Directions
(a) Answer these questions from the article about the General Staff visit to Beit Mozes, one answer per line, marked like the questions:
(i) Which command of the Israel Defense Forces is General Aviv Kochavi currently in charge of?
(ii) Where did members of the General Staff attend a ceremony before hearing survivors' accounts?
(iii) About how many residents does Beit Mozes have?
(b) Write the next part of the article about the General Staff visit to Beit Mozes, starting after its final sentence.

Source excerpt
To reconcile is an important Jewish value

By Rabbi Dow Marmur

Rabbi Dow Marmur
Rabbi Dow Marmur

JERUSALEM — General Aviv Kochavi, currently in charge of the Northern Command of the Israel Defense Forces (IDF), came to see my wife Fredzia the other day. He was one of some two dozen members of the General Staff, led by the Chief of Staff, who visited Beit Mozes, the old people’s home (“seniors’ residence”) in Jerusalem to which we’ve moved recently and where about two-thirds of its some 150 residents are said to be Holocaust survivors.

The visit was part of an IDF project called, “A Flower for a Survivor.” After attending a ceremony at Yad Vashem, the Holocaust Memorial in Jerusalem, members of the General Staff spent the rest of the day hearing eyewitness accounts by survivors, aware that soon there’ll be nobody to give such testimony and that the evidence will be in the hands of historians and custodians of memorial sites.

The message underlying the enterprise was stressed by Prime Minister Netanyahu a day or so later and which most Jews in Israel and elsewhere heartily endorse: as long as Israel is there and its army to defend it, what happened in the Holocaust won’t recur. Israel is the most potent evidence of the veracity of the pledge, “Never again!”

Given data
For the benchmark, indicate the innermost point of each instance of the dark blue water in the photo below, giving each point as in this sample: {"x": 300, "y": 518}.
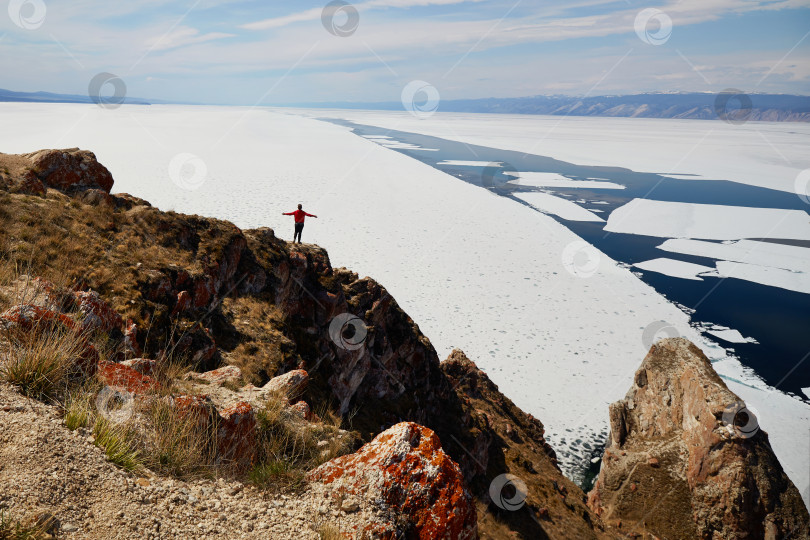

Task-by-task answers
(a)
(i) The Northern Command.
(ii) At Yad Vashem, the Holocaust Memorial in Jerusalem.
(iii) Some 150.

(b)
It’s difficult not to view the commitment to the memory of the Holocaust by the Israeli establishment without remembering the disdain that many members of the yishuv, the small Jewish population that lived in Palestine during and immediately after the Holocaust, felt and expressed when encountering survivors: “Why did they not defend themselves? Why did they go to the gas ovens like sheep to the slaughter?” The current trend goes out of its way to honor survivors while celebrating Jewish defense.

Israel has added to “Holocaust Remembrance Day” the words, “and Heroism.” Speakers today stress not only the unbearable suffering but also the resistance and the heroism of many. That’s why the date on which we mark the occasion is the anniversary of the Uprising in the Warsaw Ghetto. Israelis want to make us remember that, though the Jews were martyrs, there were also heroes among them.

In view of the ever more extreme nationalism the ugly face of which has become a feature of public discourse in Israel, there’s the legitimate fear that the memory of the destruction of European Jewry is being hijacked by crass politics. But not much of that is being said in public, because despite the seven decades and more that have passed since the end of World War II, Jews still live in the shadow of the trauma, heightened by the perennial threat to Israel’s existence.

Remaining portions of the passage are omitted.